#### PAGE EXCERPT:
"""

Friday, July 15, 2016

Ultimate Frisbee

The concept of Fantasy Football + computer simulation + statistical analysis + a game accessible to all students = the Ultimate Frisbee Draft.

Back in my student teaching year, I went a bit off the rails with project design in my Stats class.  After a rough first semester of Stats that turned around with a successful Minute to Win It project, I decided to tie every content area into some project.  My favorite, and the longest-lasting one over seven semesters, is the Ultimate Frisbee Draft.

We lead off the unit by watching one of my favorite movies, Moneyball, as a class.  Even students who have already seen it get a chance to watch it from the perspective of better understanding sports analytics while newbies get introduced to the power of data analysis in the sports world.  This intro event sets up a class discussion around which statistics matter and how someone could use those to predict overall value in any industry.

From there, I introduce students to our sport, Ultimate Frisbee.  I very intentionally didn't choose baseball, football, or another common sport -- these have tons of existing analytical approaches already covering the web that students could simply adopt without deep thought.  In addition, I have a number of students who are not motivated by sports.  Ultimate Frisbee, however, is one of those rare activities that nerds (my robotics students LOVE Ultimate), chatters, and intense athletes can all find really engaging.  To get an intuitive sense of the game, we spend a day outside or in the gym playing short games during class.  I use the time after games to reflect on the last match and encourage students to track specific stats of their own during the next game.

Finally, we get to the data.  I wrote a computer simulation that plays games of Ultimate between virtual players and tracks all throws, catches, and drops, per player, during the game.  After each virtual player plays 30 games (a number large enough for analysis but small enough for lots of noise to creep into the data), I dump the data of all 98 players into a giant spreadsheet.  From here, teams of students start to dig into the overwhelming pile of numbers to figure out who they want to draft for the ultimate Ultimate team.

Once given the hook and a chance to explore, I introduce the statistical tools that will become their friends.  Depending on when I teach it, I like to start with a search for the stats that actually matter, using a few rounds of multiple regression with the most important team stat, winning, against nearly everything else.  Since there are only 30 games, picking a player based on their number of wins has far too much noise to be reliable.  However, if you find that something like short catch percentage or the number of successful long throws are highly correlated across all players, you can use those much larger numbers and sort by categories with less noise.

"""

#### EXTRACTED DATA:
"""

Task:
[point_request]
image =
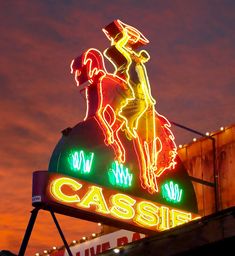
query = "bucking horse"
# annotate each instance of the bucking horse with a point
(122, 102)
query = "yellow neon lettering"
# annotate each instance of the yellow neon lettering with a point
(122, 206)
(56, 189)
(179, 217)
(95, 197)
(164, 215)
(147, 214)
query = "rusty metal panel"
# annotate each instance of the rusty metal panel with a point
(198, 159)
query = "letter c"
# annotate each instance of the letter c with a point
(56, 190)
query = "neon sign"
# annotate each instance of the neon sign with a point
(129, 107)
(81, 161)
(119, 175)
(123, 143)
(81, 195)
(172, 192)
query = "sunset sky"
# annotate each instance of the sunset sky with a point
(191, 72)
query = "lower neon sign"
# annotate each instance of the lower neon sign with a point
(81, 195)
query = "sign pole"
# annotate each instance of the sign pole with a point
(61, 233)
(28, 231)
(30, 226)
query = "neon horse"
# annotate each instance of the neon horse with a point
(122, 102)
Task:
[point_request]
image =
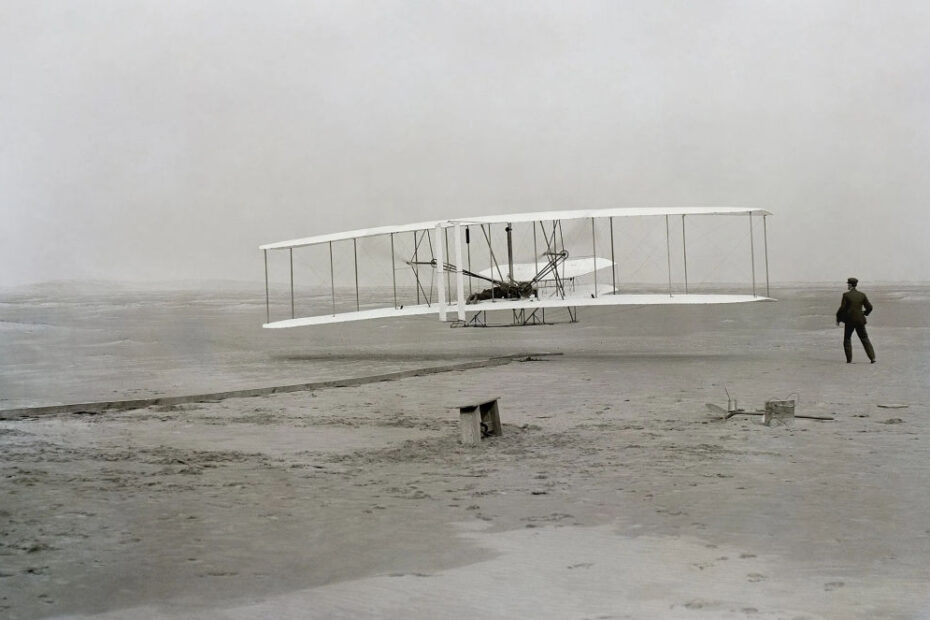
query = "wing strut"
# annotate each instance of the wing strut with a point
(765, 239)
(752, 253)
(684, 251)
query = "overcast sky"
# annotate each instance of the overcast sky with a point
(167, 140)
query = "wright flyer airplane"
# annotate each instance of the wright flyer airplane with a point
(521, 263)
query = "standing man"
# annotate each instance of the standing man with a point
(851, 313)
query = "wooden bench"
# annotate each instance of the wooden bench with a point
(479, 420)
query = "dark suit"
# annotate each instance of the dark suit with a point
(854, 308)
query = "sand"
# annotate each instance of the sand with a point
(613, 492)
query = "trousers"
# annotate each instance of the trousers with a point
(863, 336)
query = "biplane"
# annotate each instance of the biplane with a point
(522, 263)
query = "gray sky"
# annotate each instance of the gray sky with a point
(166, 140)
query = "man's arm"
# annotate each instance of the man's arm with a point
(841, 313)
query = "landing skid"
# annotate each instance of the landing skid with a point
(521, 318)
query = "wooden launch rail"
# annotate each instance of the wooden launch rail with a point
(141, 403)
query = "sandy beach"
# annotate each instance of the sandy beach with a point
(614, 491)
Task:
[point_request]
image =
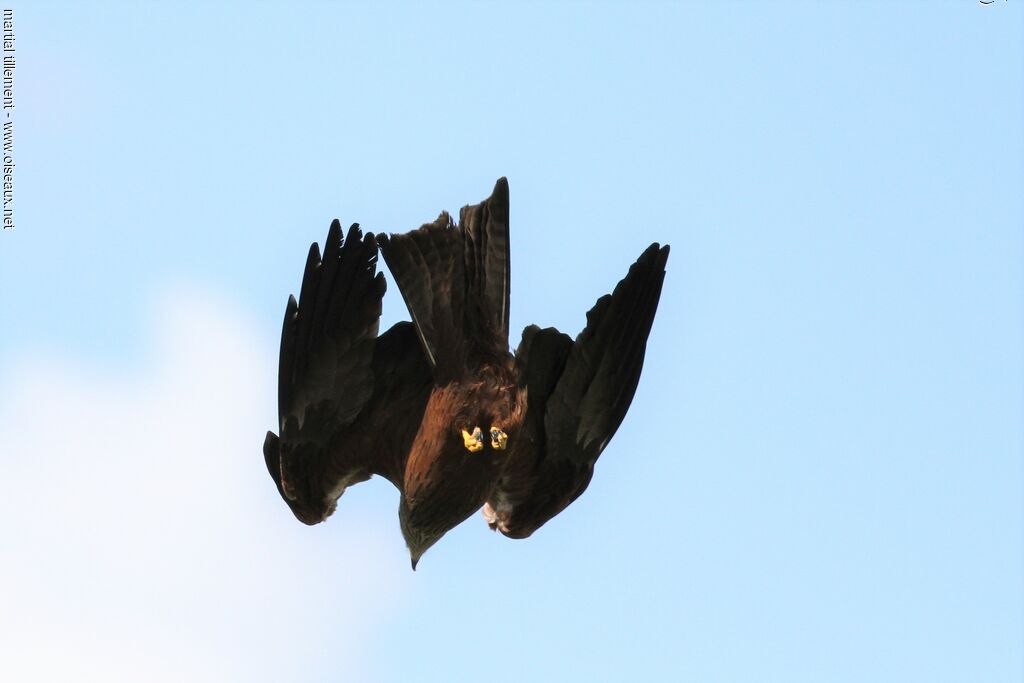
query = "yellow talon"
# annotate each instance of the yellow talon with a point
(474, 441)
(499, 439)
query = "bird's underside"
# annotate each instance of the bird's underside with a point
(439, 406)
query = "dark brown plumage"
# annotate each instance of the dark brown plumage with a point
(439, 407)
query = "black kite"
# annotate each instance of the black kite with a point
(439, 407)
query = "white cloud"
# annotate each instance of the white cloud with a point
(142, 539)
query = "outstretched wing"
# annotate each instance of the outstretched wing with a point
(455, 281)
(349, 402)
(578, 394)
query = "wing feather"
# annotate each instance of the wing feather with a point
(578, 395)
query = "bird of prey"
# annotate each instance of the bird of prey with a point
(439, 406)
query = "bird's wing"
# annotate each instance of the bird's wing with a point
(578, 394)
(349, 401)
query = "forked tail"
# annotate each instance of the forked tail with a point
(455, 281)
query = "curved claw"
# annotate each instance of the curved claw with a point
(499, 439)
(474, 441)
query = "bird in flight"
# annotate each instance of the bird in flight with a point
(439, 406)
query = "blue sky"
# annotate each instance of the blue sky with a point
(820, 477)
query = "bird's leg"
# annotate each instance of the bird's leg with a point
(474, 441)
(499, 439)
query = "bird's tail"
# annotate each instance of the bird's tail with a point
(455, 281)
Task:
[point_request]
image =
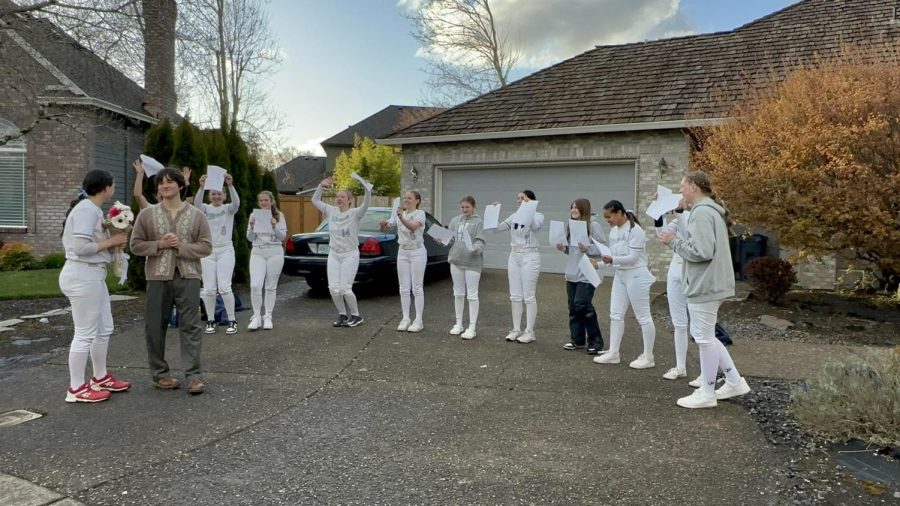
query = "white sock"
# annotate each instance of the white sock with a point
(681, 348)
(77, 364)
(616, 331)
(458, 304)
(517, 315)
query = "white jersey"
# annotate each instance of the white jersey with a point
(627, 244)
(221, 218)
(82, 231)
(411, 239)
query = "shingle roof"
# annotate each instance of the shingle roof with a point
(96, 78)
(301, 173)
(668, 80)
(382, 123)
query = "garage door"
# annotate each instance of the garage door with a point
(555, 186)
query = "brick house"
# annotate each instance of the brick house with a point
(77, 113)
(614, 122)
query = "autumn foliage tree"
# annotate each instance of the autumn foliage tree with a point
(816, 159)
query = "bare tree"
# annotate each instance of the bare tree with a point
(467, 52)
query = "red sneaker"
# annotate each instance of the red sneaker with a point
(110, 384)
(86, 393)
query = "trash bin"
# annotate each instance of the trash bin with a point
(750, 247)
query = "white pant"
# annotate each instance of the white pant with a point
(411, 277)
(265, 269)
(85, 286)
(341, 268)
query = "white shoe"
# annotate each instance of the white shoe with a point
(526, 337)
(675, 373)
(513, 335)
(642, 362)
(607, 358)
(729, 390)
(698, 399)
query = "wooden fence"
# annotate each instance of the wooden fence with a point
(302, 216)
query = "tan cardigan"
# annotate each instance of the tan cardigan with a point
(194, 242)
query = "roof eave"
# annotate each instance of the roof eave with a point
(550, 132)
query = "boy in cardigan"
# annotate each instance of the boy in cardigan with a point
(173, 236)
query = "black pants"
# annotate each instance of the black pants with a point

"""

#### WRITTEN PROBLEM A:
Can you reproduce, word for word, the part of the Ultimate Frisbee Draft post that opens with the words containing "Finally, we get" and closes with "ultimate Ultimate team."?
#### WRITTEN PROBLEM B:
Do these statements agree with the Ultimate Frisbee Draft post: (i) the simulation tracks each player's throws, catches, and drops; (ii) each virtual player plays 50 games; (iii) the unit starts with the class watching Moneyball? Answer yes or no for each, quoting the deciding words.

#### COMPLETE OUTPUT A:
Finally, we get to the data.  I wrote a computer simulation that plays games of Ultimate between virtual players and tracks all throws, catches, and drops, per player, during the game.  After each virtual player plays 30 games (a number large enough for analysis but small enough for lots of noise to creep into the data), I dump the data of all 98 players into a giant spreadsheet.  From here, teams of students start to dig into the overwhelming pile of numbers to figure out who they want to draft for the ultimate Ultimate team.

#### COMPLETE OUTPUT B:
(i) Yes: "tracks all throws, catches, and drops, per player, during the game"
(ii) No: "After each virtual player plays 30 games"
(iii) Yes: "We lead off the unit by watching one of my favorite movies, Moneyball, as a class."